DO THIS » Retype every line of the records below without any changes.
╭─ TASK MATERIAL
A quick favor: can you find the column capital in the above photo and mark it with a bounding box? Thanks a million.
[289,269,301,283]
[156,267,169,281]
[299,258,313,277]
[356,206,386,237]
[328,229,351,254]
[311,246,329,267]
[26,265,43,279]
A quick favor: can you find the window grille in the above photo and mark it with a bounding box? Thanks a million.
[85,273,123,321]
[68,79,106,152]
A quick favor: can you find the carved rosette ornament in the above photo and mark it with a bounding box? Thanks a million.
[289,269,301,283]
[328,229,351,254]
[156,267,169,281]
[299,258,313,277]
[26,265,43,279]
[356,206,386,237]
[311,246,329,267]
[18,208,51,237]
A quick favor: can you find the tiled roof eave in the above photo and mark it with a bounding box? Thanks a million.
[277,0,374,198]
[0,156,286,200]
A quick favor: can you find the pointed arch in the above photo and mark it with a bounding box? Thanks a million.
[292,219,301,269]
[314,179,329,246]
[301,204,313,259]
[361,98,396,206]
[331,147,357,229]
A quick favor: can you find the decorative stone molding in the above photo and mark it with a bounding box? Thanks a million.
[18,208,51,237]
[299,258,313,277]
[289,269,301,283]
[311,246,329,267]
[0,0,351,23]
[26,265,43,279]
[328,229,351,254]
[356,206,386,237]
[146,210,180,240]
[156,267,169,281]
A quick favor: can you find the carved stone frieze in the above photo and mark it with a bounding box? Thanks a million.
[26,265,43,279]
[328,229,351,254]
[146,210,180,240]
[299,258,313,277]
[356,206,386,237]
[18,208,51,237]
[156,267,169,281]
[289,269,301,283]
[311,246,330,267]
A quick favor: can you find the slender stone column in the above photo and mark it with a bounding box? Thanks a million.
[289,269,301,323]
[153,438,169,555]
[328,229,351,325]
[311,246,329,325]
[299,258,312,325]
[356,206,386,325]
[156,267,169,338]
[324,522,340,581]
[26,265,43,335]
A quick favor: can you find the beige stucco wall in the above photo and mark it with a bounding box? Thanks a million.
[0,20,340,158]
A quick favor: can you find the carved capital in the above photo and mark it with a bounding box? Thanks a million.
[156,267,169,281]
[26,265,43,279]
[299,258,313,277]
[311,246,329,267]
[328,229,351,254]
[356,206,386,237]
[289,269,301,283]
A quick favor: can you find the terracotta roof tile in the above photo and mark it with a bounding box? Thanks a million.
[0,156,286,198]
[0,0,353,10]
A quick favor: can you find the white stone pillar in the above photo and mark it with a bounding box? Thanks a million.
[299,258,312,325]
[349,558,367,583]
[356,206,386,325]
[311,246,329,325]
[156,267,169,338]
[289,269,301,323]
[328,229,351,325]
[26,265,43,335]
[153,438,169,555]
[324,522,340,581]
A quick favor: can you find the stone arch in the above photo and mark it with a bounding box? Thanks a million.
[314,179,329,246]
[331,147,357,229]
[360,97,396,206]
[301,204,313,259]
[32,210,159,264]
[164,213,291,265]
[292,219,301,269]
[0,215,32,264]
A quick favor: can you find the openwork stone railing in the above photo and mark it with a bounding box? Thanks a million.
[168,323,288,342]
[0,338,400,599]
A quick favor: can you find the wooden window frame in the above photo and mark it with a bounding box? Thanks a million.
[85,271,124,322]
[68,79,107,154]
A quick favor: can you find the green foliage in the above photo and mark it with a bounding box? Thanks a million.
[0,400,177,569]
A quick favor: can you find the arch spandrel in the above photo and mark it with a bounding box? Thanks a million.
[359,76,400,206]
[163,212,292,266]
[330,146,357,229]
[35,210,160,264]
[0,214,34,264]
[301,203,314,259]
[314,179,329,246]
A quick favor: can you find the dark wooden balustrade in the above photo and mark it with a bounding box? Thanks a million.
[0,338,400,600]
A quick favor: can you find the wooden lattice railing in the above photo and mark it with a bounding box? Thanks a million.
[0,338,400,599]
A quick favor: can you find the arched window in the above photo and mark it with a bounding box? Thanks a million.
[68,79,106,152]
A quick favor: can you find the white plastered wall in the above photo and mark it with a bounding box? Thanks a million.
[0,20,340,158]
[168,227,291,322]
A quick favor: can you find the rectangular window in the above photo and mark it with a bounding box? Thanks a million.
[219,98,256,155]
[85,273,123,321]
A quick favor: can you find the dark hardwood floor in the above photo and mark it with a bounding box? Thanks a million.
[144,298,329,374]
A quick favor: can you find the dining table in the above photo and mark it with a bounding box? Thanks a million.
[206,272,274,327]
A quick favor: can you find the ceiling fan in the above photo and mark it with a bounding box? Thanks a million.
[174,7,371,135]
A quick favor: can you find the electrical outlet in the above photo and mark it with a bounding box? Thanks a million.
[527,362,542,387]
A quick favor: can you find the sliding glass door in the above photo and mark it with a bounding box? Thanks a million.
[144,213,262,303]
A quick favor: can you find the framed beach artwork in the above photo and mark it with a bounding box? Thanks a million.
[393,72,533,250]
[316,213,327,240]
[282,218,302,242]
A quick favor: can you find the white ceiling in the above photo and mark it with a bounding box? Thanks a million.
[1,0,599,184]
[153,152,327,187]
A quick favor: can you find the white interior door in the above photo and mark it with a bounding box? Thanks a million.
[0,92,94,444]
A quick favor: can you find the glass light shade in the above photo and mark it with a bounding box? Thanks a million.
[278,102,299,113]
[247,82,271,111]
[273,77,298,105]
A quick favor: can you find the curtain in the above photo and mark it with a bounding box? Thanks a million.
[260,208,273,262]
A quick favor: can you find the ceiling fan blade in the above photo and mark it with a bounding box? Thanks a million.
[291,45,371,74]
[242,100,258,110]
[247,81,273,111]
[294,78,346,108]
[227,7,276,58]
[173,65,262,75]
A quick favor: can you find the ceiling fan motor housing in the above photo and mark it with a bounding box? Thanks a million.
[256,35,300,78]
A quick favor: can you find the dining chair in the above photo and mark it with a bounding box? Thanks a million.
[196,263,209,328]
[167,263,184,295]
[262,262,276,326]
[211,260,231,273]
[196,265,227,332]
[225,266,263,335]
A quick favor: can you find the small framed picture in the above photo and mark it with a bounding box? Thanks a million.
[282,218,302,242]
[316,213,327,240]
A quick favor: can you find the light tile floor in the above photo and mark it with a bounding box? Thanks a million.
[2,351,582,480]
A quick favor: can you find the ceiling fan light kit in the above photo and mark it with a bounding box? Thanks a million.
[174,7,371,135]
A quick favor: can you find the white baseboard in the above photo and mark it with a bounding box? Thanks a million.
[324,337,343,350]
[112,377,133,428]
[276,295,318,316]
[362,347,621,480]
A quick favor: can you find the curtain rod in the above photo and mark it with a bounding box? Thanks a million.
╰─
WRITTEN RESPONSE »
A quick favor: can you find the column capital in the above photo and mark it with a bounding box? Thanks a million.
[289,269,301,283]
[156,267,169,281]
[299,258,313,277]
[356,206,386,237]
[328,229,351,254]
[311,246,329,267]
[26,265,43,279]
A quick favor: can you find the window grille in the above photo and mark it with a bounding box? Thanks a million.
[85,273,123,321]
[68,79,106,152]
A quick favor: can you find the carved rosette ornament in the above photo and mark it with a bounding box? Thanks a million.
[289,269,301,283]
[328,229,351,254]
[156,267,169,281]
[299,258,313,277]
[26,265,43,279]
[356,206,386,237]
[311,246,329,267]
[18,208,51,237]
A quick favor: can you find the tiled roof eave in the above photo and mark it with a bounding box? Thanks a million.
[277,0,374,198]
[0,156,286,200]
A quick favor: can you find the pointed arch in the above photo and mark it with a bounding box? Thanks a million.
[292,219,301,269]
[314,179,329,246]
[301,204,313,259]
[361,98,396,206]
[331,147,357,229]
A quick favor: can you find the decorative stone molding in the above photo and mark it with a bounding box? Thanks a million.
[18,208,51,237]
[299,258,313,277]
[289,269,301,283]
[311,246,329,267]
[0,0,351,23]
[26,265,43,279]
[328,229,351,254]
[356,206,386,237]
[146,210,180,240]
[156,267,169,281]
A quick favor: can you find the carved stone frieze in the above photo and mark it with a bounding box? Thanks a million.
[26,265,43,279]
[328,229,351,254]
[146,210,180,240]
[299,258,313,277]
[356,206,386,237]
[18,208,51,237]
[156,267,169,281]
[289,269,301,283]
[311,246,330,267]
A quick favor: can you find the slender stone column in the above photo and mark it with a bounding box? Thanks a million.
[289,269,301,323]
[153,438,169,555]
[328,229,351,325]
[311,246,329,325]
[299,258,312,325]
[356,206,386,325]
[156,267,169,338]
[324,522,340,581]
[26,265,43,335]
A quick favor: can you find the beige stucco wall in the above photo and mark it with a bounding box? Thanks a million.
[0,20,340,158]
A quick favor: can you find the carved capital in the above photo and mark it with a bounding box? Thanks a million.
[156,267,169,281]
[26,265,43,279]
[299,258,313,277]
[311,246,329,267]
[328,229,351,254]
[356,206,386,237]
[289,269,301,283]
A quick favor: can you find the terracotta roof tile in the above photo and mark it with a bounding box? Thanks a million.
[0,156,286,198]
[0,0,353,10]
A quick favor: can you find the white stone pillar in the above photo and mark it with a bounding box? Thanks a million.
[299,258,312,325]
[349,558,367,583]
[356,206,386,325]
[311,246,329,325]
[156,267,169,338]
[289,269,301,323]
[328,229,351,325]
[26,265,43,335]
[153,438,169,555]
[324,522,340,581]
A quick favor: can you find the stone arch in the above photo and mark it with a bounding box? Thanks a million.
[314,179,329,246]
[331,147,357,229]
[360,97,396,206]
[301,204,313,259]
[32,210,159,264]
[164,213,291,265]
[292,219,301,269]
[0,215,32,264]
A quick favor: can you find the openwork stone railing in the above photo and mark it with a bounding box? Thanks a million.
[168,323,288,342]
[0,338,400,599]
A quick favor: can you find the wooden window frame in the above photo and mark it with a bounding box? Thanks a million.
[85,271,124,322]
[68,79,107,154]
A quick favor: can you find the green foliage in the above photo and mark it with a bounding box? Thanks a million.
[0,400,177,569]
A quick favor: can you find the arch spandrel in the above photo and mark it with a bounding box? Thanks a million.
[359,76,400,206]
[163,212,292,266]
[330,146,357,229]
[35,210,160,264]
[0,214,34,264]
[301,203,314,259]
[314,179,329,246]
A quick favor: can you find the dark wooden balustrade in the above photo and mark it with a bounding box? Thanks a million.
[0,338,400,600]
A quick favor: can you find the wooden lattice railing in the above photo and mark it with a bounding box? Thanks a million.
[0,338,400,599]
A quick favor: can you find the arched window in the above photo and mark it with a bounding box? Thanks a million.
[68,79,106,152]
A quick favor: can you find the white plastered wall in the above photo and mark it with a bounding box? Thanks a million.
[0,20,340,158]
[168,227,291,322]
A quick favor: can you find the rectangular window in the above photo and mark it with a bounding box? Thanks a million.
[219,98,256,155]
[85,273,123,321]
A quick favor: can you find the dark hardwood floor in the above photo and mark it with a bounding box? Thanks a million.
[144,298,329,374]
A quick favor: can you find the dining table in the above photo and mark it with a bounding box? Thanks a million.
[206,272,274,327]
A quick favor: can you find the ceiling fan in the above photo and mark it with a bounding box? Thanks a million.
[174,7,371,135]
A quick favor: can you find the electrical outlet in the above photo and mark it with a bounding box? Thanks a million.
[527,362,542,387]
A quick favor: can you find the sliding glass door in the above photo and mark it with a bounding box? Thanks a million.
[144,213,262,303]
A quick favor: can you find the framed beach artwork in the above photo and mark it with a bounding box? Thanks a million.
[393,72,533,250]
[316,213,327,240]
[282,218,302,242]
A quick favor: can you find the white ceiling in the above photo and mark it with a bounding box? Thanks a million.
[1,0,599,184]
[153,152,327,187]
A quick favor: can you find the white interior door in the above photo and mark it with a bounding box? Thanks a million.
[0,92,94,444]
A quick favor: can you find the glass light shade in the above photo and mark it with a bounding box? Thanks a million.
[278,102,299,113]
[247,82,271,111]
[273,77,298,105]
A quick favor: can you find the curtain in the above photo and mark it with a bounding box? Thanks a million.
[260,208,273,262]
A quick favor: can you find the ceiling fan blade in the above photo and mark it with a bounding box? Thanks a million.
[291,45,371,74]
[242,100,258,110]
[247,81,273,111]
[294,78,346,108]
[227,7,276,58]
[173,65,262,75]
A quick favor: can you find the ceiling fan motor housing in the above photo and mark it with a bounding box? Thanks a million.
[256,35,300,78]
A quick favor: can you find the dining chair in the above photo and mark it with a bounding box? Thanks a million.
[196,263,209,328]
[167,263,184,295]
[262,262,276,326]
[211,260,231,273]
[196,265,227,332]
[225,266,263,335]
A quick favor: can you find the small framed picture in the above photo and mark it with a bounding box? Thanks a million.
[282,218,302,242]
[316,213,327,240]
A quick favor: can you find the light tile floor in the above photo and mark it with a bounding box? Thanks a million.
[2,351,582,480]
A quick favor: can you find the ceiling fan light kit in the above photo and mark it with a bounding box? Thanks a million.
[174,7,371,135]
A quick favor: can you find the white baseboard in the above photo and mark it with a bounding box? Thanks a million.
[324,337,343,350]
[112,377,133,428]
[276,295,318,316]
[362,347,621,480]
A quick favor: can you find the curtain rod in the above photo and mark it with a bounding box? Thanks a million.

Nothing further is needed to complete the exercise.